Brano fornito:

L’ex priore di Bose, che era stato chiamato a lasciare entro Mercoledì delle Cenere, 17 febbraio definitivamente la Comunità di Bose, il 13 febbraio su Twitter aveva scritto: “L’esercizio del silenzio è per tutti noi difficile e faticoso, ma viene l’ora nella quale la verità grida proprio con il silenzio: anche Gesù, secondo i Vangeli, ha taciuto davanti ad Erode, e non si è degnato di dargli una risposta. Dunque silenzio sì, assenso alla menzogna no!”. Per la cronaca, Bianchi non ha mai osservato il silenzio, continuando a twittare (per esempio, il 7 gennaio anche con una foto e esternazione in riferimento ai fatti di Capitol Hill) [Comunità di Bose. Il rapporto borderline con la verità del ex priore, twittaro compulsivo ossessivo- 19 agosto 2020].

La pieve di Santa Maria Assunta a Cellole, “una delle più importanti pievi romaniche risalenti al XII secolo esistenti nel territorio” della Valdelsa – secondo il giudizio del professor Antonio Paolucci –, è situata nel comune di San Gimignano (il cui territorio si trova in provincia e, per gran parte, in diocesi di Siena), all’interno del magnifico paesaggio delle colline della Valdelsa.

I tuoi compiti:
**1)** Ricopia fedelmente una parte del brano fornito: comincia dalle parole "L’ex priore di" e fermati dopo "19 agosto 2020].".
**2)** Per favore, riprendi il brano sull'ex priore di Bose e sulla pieve di Cellole e proseguilo a partire dalla sua ultima frase.

Estratto dei dati:
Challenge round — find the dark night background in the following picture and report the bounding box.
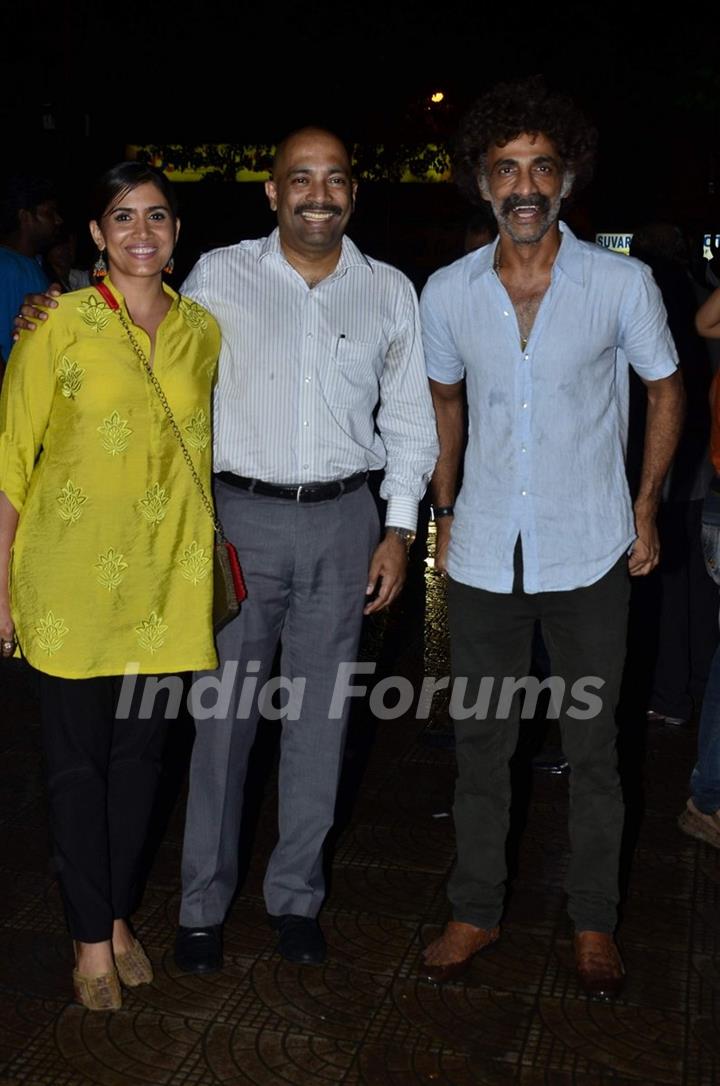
[0,0,720,281]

Risposte per compito:
**1)**
L’ex priore di Bose, che era stato chiamato a lasciare entro Mercoledì delle Cenere, 17 febbraio definitivamente la Comunità di Bose, il 13 febbraio su Twitter aveva scritto: “L’esercizio del silenzio è per tutti noi difficile e faticoso, ma viene l’ora nella quale la verità grida proprio con il silenzio: anche Gesù, secondo i Vangeli, ha taciuto davanti ad Erode, e non si è degnato di dargli una risposta. Dunque silenzio sì, assenso alla menzogna no!”. Per la cronaca, Bianchi non ha mai osservato il silenzio, continuando a twittare (per esempio, il 7 gennaio anche con una foto e esternazione in riferimento ai fatti di Capitol Hill) [Comunità di Bose. Il rapporto borderline con la verità del ex priore, twittaro compulsivo ossessivo- 19 agosto 2020].

**2)**
Nota della Comunità di Bose
Una sofferenza infruttuosa


Con profonda amarezza la Comunità ha dovuto prendere atto che fr. Enzo non si è recato a Cellole nei tempi indicatigli dal Decreto del Delegato Pontificio dello scorso 4 gennaio.

Si trattava di una soluzione messa a punto in questi mesi con l’assenso ribadito per iscritto dallo stesso fr. Enzo e da alcuni fratelli e sorelle disposti a seguirlo per fornirgli tutta l’assistenza necessaria.

Come abbiamo spiegato nel darne notizia, la Comunità ha dovuto rinunciare alla sua Fraternità di Cellole affinché fosse rispettata l’indicazione del Decreto singolare approvato in forma specifica dal Papa che prevedeva per fr. Enzo un allontanamento da Bose e dalle sue Fraternità.

Agendo così la Comunità aveva cercato una modalità di osservanza del Decreto singolare che permettesse a fr. Enzo di andare a vivere in un luogo da lui amato, alla cui ristrutturazione aveva contribuito attivamente, arrivando a determinare anche la disposizione dei locali atti ad accoglierlo una volta dimessosi da priore. Con la soluzione indicata i fratelli extra domum avrebbero continuato a godere di tutti i diritti propri dei membri professi della Comunità, come la partecipazione ai Consigli.

Al contempo, lo spostamento di fr. Enzo a Cellole avrebbe contribuito ad allentare la tensione e la sofferenza di tutti e avrebbe facilitato il lento cammino di riconciliazione e comprensione reciproca.

Per attuare tutto questo, da una settimana i fratelli già presenti a Cellole si sono spostati a Bose e altri due, tra quanti avevano dato la propria disponibilità, si sono recati a Cellole per predisporre al meglio l’arrivo di fr. Enzo.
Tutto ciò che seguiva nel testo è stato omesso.